— OBJECTIVE —
Reproduce the items word for word, from the first one through the line that contains "[440, 278, 527, 311]", including both ends.

= = = = = = =

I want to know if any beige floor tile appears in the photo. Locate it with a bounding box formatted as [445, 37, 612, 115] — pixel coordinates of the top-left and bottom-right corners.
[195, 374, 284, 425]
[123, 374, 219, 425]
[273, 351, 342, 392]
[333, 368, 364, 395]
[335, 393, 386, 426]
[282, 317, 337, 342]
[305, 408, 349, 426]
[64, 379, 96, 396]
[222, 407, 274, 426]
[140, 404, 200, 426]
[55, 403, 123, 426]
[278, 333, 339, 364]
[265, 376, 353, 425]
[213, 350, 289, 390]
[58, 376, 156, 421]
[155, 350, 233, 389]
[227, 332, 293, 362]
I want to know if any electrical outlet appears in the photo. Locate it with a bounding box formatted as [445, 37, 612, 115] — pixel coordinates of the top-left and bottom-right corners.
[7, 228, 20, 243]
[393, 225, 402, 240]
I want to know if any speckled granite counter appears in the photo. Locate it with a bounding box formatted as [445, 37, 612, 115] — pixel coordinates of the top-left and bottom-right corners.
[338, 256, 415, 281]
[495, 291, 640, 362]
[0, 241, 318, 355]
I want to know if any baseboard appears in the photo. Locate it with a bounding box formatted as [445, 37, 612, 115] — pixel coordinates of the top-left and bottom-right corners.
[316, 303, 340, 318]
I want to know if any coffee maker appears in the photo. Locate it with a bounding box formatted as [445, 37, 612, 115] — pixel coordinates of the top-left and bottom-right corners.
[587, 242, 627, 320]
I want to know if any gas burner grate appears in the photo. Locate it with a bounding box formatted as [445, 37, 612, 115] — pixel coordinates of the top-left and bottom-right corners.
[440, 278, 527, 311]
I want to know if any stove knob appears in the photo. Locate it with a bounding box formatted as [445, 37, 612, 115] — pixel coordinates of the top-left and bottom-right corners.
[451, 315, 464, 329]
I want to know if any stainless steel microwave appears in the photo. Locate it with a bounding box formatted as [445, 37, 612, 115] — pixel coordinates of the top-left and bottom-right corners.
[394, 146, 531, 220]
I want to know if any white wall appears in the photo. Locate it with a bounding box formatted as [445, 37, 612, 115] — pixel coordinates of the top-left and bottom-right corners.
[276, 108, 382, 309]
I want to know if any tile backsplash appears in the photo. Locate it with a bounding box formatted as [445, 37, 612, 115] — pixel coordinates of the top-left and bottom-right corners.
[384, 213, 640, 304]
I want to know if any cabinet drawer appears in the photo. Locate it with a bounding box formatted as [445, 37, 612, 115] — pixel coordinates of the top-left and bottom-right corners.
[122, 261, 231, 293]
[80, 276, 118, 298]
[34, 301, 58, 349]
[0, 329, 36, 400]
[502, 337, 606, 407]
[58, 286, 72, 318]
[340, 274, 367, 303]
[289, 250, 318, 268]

= = = = = = =

— EXERCISE ANSWER —
I want to know if any beige floor tile appears in the photo. Locate it with a bounding box formatted as [445, 37, 612, 115] — pixel coordinates of the top-left and bottom-right corners.
[195, 374, 284, 425]
[123, 374, 219, 425]
[273, 351, 342, 392]
[333, 368, 364, 395]
[335, 393, 386, 426]
[282, 317, 337, 342]
[305, 408, 349, 426]
[64, 379, 96, 396]
[222, 407, 274, 426]
[140, 404, 200, 426]
[55, 403, 123, 426]
[278, 333, 339, 364]
[265, 376, 353, 425]
[213, 350, 289, 390]
[58, 376, 156, 421]
[155, 350, 233, 389]
[227, 332, 293, 362]
I want to know if any electrical outlet appears in the photo. Locate it with a bounding box formatted as [445, 37, 612, 115] — pixel coordinates of the top-left and bottom-right corners.
[7, 228, 20, 243]
[393, 225, 402, 240]
I want to know if any speckled granite counter appears in the photo. Locate it with a bounding box formatted as [445, 37, 612, 115] — pixel coordinates of the top-left and bottom-right corners.
[338, 256, 415, 281]
[495, 291, 640, 362]
[0, 241, 318, 355]
I want to know if any baseboard appears in the photo. Locate it with a bounding box formatted as [445, 37, 612, 115] — pixel coordinates of the top-left and bottom-right corners.
[316, 303, 340, 318]
I want to know if any coffee maker appears in the photo. Locate it with a bounding box formatted as [445, 37, 612, 115] — pixel coordinates of the top-left and bottom-right corners.
[587, 242, 627, 320]
I want to know if any gas burner grate appears in the photo. Locate it with a bounding box formatted as [445, 37, 612, 115] — pixel coordinates of the top-left and bottom-right corners.
[440, 278, 527, 311]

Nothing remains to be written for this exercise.